══ Dataset ══

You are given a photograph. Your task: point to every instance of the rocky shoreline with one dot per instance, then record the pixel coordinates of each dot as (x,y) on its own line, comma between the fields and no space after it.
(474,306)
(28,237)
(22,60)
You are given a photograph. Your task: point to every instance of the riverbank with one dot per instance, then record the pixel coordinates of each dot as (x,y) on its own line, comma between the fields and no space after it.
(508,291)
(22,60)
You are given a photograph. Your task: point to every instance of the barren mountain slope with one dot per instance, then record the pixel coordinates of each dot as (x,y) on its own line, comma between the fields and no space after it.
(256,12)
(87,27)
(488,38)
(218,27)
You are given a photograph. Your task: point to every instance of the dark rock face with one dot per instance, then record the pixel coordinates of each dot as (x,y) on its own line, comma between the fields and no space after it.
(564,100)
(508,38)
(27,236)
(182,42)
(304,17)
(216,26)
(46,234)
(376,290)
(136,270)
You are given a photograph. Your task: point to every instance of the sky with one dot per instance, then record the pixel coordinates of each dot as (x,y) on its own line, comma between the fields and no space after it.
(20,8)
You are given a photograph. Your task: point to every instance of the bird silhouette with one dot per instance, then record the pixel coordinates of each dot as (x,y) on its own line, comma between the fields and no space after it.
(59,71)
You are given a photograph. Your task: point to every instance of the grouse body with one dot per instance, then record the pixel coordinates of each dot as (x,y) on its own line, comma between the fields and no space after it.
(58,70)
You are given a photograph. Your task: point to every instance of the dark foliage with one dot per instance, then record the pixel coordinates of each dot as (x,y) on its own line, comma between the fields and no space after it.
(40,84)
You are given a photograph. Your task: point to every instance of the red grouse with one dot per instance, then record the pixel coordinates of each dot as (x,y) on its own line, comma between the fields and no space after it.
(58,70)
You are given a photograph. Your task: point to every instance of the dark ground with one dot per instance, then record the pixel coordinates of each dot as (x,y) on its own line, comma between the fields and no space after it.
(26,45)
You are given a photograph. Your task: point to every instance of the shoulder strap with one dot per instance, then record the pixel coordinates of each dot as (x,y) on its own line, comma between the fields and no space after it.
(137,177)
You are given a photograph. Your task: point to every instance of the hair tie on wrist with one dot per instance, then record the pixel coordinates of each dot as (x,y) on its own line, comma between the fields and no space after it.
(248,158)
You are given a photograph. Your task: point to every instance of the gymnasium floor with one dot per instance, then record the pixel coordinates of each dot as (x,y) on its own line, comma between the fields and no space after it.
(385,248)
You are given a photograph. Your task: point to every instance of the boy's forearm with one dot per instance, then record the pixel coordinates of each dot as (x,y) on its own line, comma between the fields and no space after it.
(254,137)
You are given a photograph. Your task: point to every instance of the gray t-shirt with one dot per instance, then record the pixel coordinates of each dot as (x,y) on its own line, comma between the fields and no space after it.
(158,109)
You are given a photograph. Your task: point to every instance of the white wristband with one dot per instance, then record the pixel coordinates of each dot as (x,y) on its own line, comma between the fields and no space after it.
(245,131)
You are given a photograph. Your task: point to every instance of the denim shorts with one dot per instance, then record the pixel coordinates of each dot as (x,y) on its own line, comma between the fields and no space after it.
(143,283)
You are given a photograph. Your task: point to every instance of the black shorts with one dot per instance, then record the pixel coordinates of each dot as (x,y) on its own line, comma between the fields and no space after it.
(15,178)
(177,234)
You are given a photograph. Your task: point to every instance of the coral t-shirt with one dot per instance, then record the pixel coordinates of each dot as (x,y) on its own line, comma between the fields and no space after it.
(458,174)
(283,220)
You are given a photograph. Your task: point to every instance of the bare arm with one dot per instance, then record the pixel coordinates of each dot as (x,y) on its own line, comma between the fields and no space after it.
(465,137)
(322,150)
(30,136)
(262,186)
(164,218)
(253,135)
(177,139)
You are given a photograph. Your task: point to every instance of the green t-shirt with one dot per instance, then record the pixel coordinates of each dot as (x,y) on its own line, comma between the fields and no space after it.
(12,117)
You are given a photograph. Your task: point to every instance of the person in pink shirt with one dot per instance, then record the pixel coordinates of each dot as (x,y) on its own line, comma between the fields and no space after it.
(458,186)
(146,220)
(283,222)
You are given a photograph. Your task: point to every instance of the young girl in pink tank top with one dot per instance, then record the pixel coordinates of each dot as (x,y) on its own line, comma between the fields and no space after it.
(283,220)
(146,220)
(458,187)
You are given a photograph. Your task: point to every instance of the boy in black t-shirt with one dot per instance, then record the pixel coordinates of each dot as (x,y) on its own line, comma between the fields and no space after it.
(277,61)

═══

■ **Exercise brief**: An identical copy of the preceding records should be returned.

■ **Written answer**:
You are given a photograph. Your task: point to every instance of the rocky shoreline with one dot per instance, then record the pixel coordinates of each dot as (x,y) on its own line, comma between the fields and no space after it.
(474,306)
(28,237)
(22,60)
You are given a photograph. Your task: point to every instance of the riverbank with one dot per instance, then record the pixel coordinates of each dot as (x,y) on its own line, comma between the fields and no space after it.
(508,291)
(22,60)
You are given a photograph. Your task: point to every instance of the barren mountain slope with one dot per instance, then record the pixel coordinates of each dot as (x,y) on its own line, comma between the fields and no space after it.
(256,12)
(87,27)
(488,38)
(218,27)
You are given a photograph. Your task: point to every instance of the dark rock face with one dot per instance, then record the pixel coordinates of each dot as (x,y) on its own line, comma between the fields and no space after it.
(564,100)
(508,38)
(27,236)
(182,42)
(304,17)
(216,26)
(46,234)
(376,290)
(136,270)
You are given a photograph. Your task: point to every instance of the sky with one dot per instance, then record the pixel coordinates of each dot as (x,y) on its own line, comma between the fields and no space after it.
(20,8)
You are given a photograph. Your task: point to every instance of the bird silhouette with one dot per instance, then record the pixel coordinates of each dot as (x,y) on its own line, comma between the fields and no space after it.
(59,71)
You are given a photograph. Your task: point to every instance of the grouse body with one dot per instance, then record the pixel coordinates of each dot as (x,y) on its own line, comma between the fields and no space after it.
(58,70)
You are given a photograph. Your task: point to every instance of the dark foliage with one dot per instance, then record the pixel coordinates of each dot as (x,y) on its own line, comma between the fields and no space after it.
(40,84)
You are given a photograph. Your task: point to every instance of the red grouse with one dot per instance, then record the pixel coordinates of each dot as (x,y) on its own line, comma between the fields and no space after it.
(58,70)
You are given a photograph. Your task: point to every instance of the dark ground with one dot per instance, then record the pixel coordinates of each dot as (x,y) on its own line, comma between the fields and no space after it.
(26,45)
You are given a photograph. Your task: point to every instance of the shoulder strap with one dot per instance, then record the pixel coordinates of each dot as (x,y) on its own line, comma between the fields and no space after it.
(137,177)
You are given a photograph. Your task: point to every instance of the hair tie on wrist with one dot per instance, then record the pixel coordinates of each dot as (x,y) on its own line, comma between the fields and no space after it.
(248,158)
You are given a photograph. Your task: point to every instance of the gymnasium floor with one dot per instance, then record the pixel coordinates of each dot as (x,y) on its own line, comma between the fields and no space after it.
(385,248)
You are given a photograph. Your task: point to every instance of the boy's forearm with one dot per instance, then record the pixel coordinates of each dot as (x,y) on its own line, comma between the fields and no space after it.
(254,137)
You are given a photograph. Your task: point to every instance of the gray t-shirt with one dot per instance, then record the pixel coordinates of each dot as (x,y) on its own line, comma between the fields and no space after it.
(158,109)
You are given a photograph. Your task: point to every instance of the white wristband with one dot per instance, then record the pixel coordinates of each dot as (x,y) on its own line, comma between the fields and no space after it.
(245,131)
You are given a photograph. Your task: point to every instance of the denim shorts with one dot per instance, then record the pixel coordinates of each dot as (x,y) on its own line, comma between the fields and no space after it.
(143,283)
You are given a photograph. Your task: point to every instance of the black shorts with one dot per instance, then record the pixel coordinates of each dot as (x,y) on its own line, comma between the fields and no space after it.
(15,178)
(177,234)
You are given a photograph. Your task: point to every instance of the coral t-shirt with one dot per instance, then record the pixel coordinates of each dot as (x,y) on its own line, comma between the fields and no space after it.
(458,174)
(283,220)
You are given a photograph. Your task: point to every instance of the bare arm with one dot per instance, then record the pixel coordinates of each dot as (x,y) on its own line, comma between the fields and no space after it.
(465,137)
(322,150)
(30,136)
(262,186)
(164,218)
(253,135)
(177,139)
You are given a photograph. Your task: point to every instance of the green t-shirt with one dot per instance, then record the pixel coordinates of each dot as (x,y) on its own line, comma between the fields and no space after it.
(12,117)
You are given a photograph. Your task: point to every instance of the person in pink shirt with one dot per instance, then record the pixel coordinates of each dot as (x,y) on its own line, comma between the fields and no space after it.
(458,186)
(146,220)
(283,222)
You are given a photograph. Your task: point to every instance of the young girl in pink tank top with one dot per instance, then record the pixel coordinates of each dot as (x,y) on its own line, comma between the fields and no space after it.
(283,220)
(146,220)
(458,187)
You are given a photograph. Your task: point to every instance of the boy in black t-shirt with one dot per instance, then record the pixel coordinates of each dot as (x,y) on its own line, comma between the fields and no space after it.
(277,61)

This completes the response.